Домашняя церковь (Каледа) - страница 137

Последние дни он был настолько спокойный, такой радостный, такой благостный, что около него было просто хорошо побыть; уже говорить было трудно, тяжело, но чувствовалось, что этого и не надо. Папа лежал с открытыми глазами и было видно, что он не спит, а пребывает в молитве или думает, осмысливает свою жизнь. Само пребывание с ним очень много давало. И было как–то очень спокойно и легко, хотя мы все уже осознавали, что речь идет о каких–то днях и часах, каждый раз, когда мы шли в больницу, мы думали: «к чему мы придем?».

На следующее утро папу должны были опять оперировать. Мы очень переживали, и я ужасно боялась, что папа может умереть на операционном столе. Для меня это было бы ужасно. И вот утром я бежала из монастыря и думала: «Как там папа перед операцией? Надо его скорее собрать». Прибежав, я была потрясена: он лежал, как маленький ребеночек, и беззаботно спал. Такое было впечатление, как будто ему совершенно все равно — что хотите, то со мной и делайте. Вот такое у него было смирение, такая преданность воле Божией, такая любовь. Пришла медсестра и говорит: «Как, он спокойно спит перед операцией? Больные все всегда волнуются и переживают. Разбудите его, надо везти его в операционную». Мы его разбудили, и папа говорит: «В операционную? Ну хорошо, поехали в операционную». Я была потрясена его спокойствием.

- [ПРИВЕДЁННЫЕ ДАННЫЕ]
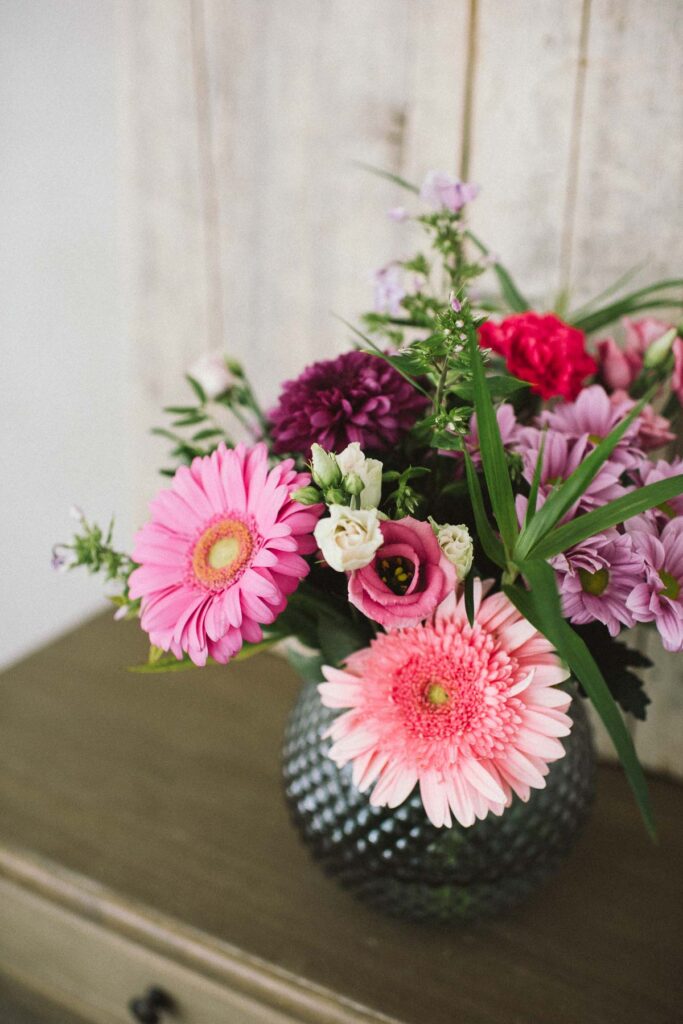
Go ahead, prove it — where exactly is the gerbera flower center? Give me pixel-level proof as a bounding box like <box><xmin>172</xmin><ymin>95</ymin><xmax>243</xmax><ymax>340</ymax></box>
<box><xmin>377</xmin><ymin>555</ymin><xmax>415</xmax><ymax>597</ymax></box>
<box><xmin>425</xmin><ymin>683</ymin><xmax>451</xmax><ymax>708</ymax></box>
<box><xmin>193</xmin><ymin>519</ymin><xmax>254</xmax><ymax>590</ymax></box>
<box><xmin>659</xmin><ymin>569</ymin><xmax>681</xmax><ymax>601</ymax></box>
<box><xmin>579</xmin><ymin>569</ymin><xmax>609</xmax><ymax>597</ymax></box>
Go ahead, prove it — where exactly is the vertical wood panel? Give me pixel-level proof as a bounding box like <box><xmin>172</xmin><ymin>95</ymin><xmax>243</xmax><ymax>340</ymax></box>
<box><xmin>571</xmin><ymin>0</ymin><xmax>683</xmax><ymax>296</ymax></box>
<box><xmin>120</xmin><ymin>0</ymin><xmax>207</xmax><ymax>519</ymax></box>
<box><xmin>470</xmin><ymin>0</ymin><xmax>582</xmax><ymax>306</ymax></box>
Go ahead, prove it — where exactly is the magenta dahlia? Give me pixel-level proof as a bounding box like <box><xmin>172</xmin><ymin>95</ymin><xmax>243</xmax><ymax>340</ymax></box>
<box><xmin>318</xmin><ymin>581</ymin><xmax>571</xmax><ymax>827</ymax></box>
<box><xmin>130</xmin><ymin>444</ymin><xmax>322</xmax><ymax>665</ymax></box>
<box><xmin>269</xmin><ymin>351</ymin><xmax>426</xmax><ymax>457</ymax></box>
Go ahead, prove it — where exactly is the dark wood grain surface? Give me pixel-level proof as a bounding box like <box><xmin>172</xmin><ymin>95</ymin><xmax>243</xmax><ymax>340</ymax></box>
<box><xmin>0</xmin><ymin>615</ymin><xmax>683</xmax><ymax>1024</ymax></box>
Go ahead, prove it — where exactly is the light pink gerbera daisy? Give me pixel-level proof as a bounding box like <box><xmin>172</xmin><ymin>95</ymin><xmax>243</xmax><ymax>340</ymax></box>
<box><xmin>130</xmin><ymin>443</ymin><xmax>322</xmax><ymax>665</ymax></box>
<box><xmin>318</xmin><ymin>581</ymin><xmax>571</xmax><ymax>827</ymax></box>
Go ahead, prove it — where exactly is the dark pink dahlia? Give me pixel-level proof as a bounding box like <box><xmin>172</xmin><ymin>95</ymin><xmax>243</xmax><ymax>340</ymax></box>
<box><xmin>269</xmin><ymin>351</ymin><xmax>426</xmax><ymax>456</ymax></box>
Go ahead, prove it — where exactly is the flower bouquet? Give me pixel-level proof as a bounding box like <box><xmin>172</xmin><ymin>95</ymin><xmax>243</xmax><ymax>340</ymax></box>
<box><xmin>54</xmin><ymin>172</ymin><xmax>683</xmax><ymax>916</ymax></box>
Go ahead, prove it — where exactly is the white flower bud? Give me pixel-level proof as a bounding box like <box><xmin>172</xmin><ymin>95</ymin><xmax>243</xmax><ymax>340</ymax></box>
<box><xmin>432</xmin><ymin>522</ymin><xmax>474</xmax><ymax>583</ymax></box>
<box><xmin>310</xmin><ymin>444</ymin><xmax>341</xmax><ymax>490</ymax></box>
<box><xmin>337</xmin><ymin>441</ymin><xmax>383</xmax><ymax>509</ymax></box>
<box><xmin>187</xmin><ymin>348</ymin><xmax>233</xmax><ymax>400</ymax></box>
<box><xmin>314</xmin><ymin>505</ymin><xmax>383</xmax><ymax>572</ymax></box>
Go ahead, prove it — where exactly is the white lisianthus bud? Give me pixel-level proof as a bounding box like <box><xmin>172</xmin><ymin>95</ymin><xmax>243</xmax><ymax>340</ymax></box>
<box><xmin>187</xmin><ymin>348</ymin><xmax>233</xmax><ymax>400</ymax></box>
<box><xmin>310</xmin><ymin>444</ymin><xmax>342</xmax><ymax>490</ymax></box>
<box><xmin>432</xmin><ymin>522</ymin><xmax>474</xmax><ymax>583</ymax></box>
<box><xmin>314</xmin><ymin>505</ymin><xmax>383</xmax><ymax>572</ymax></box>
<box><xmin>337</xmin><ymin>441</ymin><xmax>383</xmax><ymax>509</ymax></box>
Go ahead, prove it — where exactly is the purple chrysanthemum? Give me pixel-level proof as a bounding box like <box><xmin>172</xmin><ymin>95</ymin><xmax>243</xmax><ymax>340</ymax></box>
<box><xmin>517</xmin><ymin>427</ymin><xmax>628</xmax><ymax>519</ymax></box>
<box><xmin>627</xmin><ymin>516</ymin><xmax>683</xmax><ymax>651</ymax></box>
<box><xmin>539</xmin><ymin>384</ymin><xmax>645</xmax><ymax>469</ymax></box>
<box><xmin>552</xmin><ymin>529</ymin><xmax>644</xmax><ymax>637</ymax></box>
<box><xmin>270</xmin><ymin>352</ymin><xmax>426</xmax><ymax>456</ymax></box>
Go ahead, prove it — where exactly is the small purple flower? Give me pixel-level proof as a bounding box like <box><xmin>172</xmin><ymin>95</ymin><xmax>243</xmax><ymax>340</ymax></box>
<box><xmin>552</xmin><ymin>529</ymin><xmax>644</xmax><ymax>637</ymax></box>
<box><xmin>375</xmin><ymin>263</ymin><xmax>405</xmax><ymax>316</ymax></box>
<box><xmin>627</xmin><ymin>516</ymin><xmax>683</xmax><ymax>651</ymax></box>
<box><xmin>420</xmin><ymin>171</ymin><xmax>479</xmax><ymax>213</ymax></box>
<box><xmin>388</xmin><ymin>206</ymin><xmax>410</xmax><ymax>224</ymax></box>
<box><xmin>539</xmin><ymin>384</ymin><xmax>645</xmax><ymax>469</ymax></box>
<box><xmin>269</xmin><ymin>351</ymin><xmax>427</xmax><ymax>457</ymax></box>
* * *
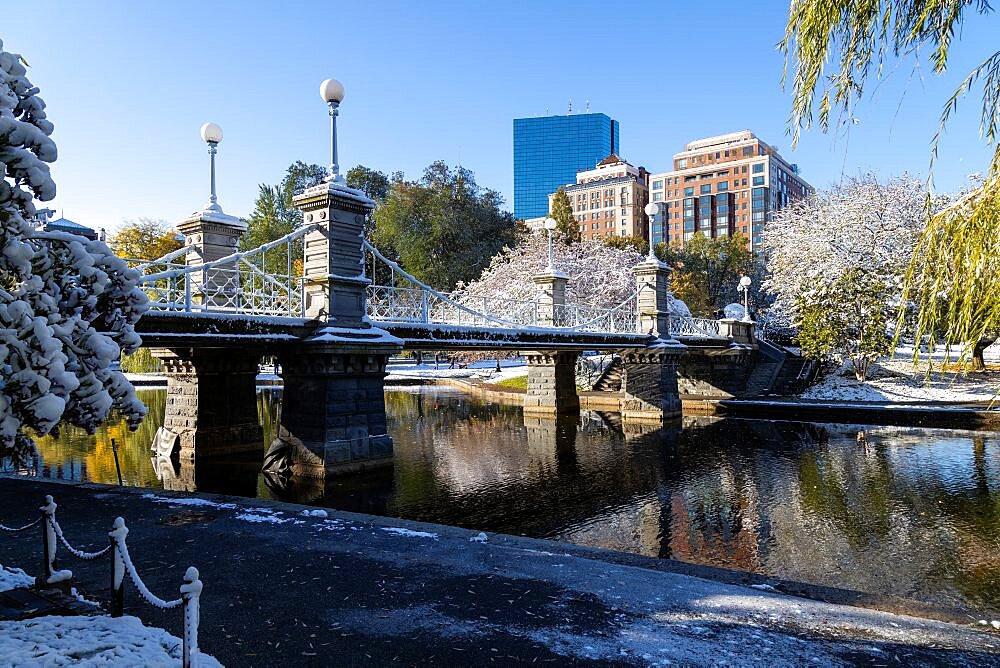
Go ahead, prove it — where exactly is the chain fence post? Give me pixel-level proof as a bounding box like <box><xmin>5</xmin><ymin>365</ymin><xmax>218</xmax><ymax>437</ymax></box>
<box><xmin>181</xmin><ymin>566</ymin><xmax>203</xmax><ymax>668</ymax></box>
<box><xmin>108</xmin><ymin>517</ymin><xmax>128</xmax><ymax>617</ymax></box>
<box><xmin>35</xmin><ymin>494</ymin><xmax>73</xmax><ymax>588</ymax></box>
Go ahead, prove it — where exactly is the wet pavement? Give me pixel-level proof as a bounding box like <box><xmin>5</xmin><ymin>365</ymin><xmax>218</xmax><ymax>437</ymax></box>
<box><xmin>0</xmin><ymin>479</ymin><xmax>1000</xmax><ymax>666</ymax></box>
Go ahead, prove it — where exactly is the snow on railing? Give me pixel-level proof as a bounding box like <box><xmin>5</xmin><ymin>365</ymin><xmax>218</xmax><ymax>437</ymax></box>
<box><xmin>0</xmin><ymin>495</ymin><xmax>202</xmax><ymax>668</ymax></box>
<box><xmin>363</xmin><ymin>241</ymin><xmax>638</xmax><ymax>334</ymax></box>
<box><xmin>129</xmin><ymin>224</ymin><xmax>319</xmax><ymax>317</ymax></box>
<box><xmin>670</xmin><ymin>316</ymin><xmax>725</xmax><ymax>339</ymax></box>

- [СПИСОК ЗАДАНИЙ]
• 1. Процитируйте из текста для чтения отрывок, который начинается со слов «На следующее утро» и заканчивается словами «потрясена его спокойствием.».
• 2. Перескажите текст для чтения в двух предложениях.

- [ОТВЕТЫ К ЗАДАНИЯМ]
• 1.
На следующее утро папу должны были опять оперировать. Мы очень переживали, и я ужасно боялась, что папа может умереть на операционном столе. Для меня это было бы ужасно. И вот утром я бежала из монастыря и думала: «Как там папа перед операцией? Надо его скорее собрать». Прибежав, я была потрясена: он лежал, как маленький ребеночек, и беззаботно спал. Такое было впечатление, как будто ему совершенно все равно — что хотите, то со мной и делайте. Вот такое у него было смирение, такая преданность воле Божией, такая любовь. Пришла медсестра и говорит: «Как, он спокойно спит перед операцией? Больные все всегда волнуются и переживают. Разбудите его, надо везти его в операционную». Мы его разбудили, и папа говорит: «В операционную? Ну хорошо, поехали в операционную». Я была потрясена его спокойствием.

• 2. В последние дни папа был спокойным и радостным: он лежал с открытыми глазами, молился или осмысливал свою жизнь, и рядом с ним было хорошо, хотя все понимали, что речь идёт о днях и часах. Перед повторной операцией рассказчица боялась, что он умрёт на операционном столе, но застала его беззаботно спящим и была потрясена его спокойствием и преданностью воле Божией.